■ Stated task:
Copy out each line of the records that contains the string "tree", matching its case exactly.

>> Begin Records

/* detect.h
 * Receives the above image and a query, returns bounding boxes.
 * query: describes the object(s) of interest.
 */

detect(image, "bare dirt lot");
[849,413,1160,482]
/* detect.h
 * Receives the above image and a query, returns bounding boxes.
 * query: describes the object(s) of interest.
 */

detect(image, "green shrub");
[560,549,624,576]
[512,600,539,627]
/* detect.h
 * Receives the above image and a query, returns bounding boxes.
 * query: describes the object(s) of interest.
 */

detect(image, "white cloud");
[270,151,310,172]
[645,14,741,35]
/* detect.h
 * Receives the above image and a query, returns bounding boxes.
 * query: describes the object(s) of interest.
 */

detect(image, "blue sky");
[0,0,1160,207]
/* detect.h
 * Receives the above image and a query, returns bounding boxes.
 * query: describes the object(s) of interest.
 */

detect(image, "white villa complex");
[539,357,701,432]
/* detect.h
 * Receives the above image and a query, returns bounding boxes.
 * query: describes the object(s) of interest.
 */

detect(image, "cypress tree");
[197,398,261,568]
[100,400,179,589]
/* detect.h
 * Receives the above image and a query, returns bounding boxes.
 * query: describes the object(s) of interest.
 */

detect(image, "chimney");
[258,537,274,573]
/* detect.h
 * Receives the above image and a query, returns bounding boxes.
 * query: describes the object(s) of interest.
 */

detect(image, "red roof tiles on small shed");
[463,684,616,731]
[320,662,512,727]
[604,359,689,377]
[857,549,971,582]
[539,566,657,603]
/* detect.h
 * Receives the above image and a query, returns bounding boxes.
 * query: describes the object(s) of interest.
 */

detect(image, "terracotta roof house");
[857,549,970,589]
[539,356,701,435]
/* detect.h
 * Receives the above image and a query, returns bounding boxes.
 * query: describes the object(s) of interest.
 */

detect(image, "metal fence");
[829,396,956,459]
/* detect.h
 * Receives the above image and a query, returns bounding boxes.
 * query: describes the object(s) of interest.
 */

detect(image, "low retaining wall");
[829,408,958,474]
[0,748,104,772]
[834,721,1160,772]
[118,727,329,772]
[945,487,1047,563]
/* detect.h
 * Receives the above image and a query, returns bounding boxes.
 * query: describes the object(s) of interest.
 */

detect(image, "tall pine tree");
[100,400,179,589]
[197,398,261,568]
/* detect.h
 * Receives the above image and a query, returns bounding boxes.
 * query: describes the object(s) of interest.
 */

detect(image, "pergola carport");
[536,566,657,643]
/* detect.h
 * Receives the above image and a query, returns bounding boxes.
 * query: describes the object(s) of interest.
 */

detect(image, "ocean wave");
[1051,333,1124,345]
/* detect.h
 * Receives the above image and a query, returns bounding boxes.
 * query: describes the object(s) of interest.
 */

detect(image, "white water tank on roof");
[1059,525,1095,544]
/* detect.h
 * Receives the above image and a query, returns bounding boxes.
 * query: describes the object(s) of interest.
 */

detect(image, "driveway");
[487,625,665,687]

>> End Records

■ Reply to the exercise:
detect(image, "cypress tree");
detect(image, "tall pine tree");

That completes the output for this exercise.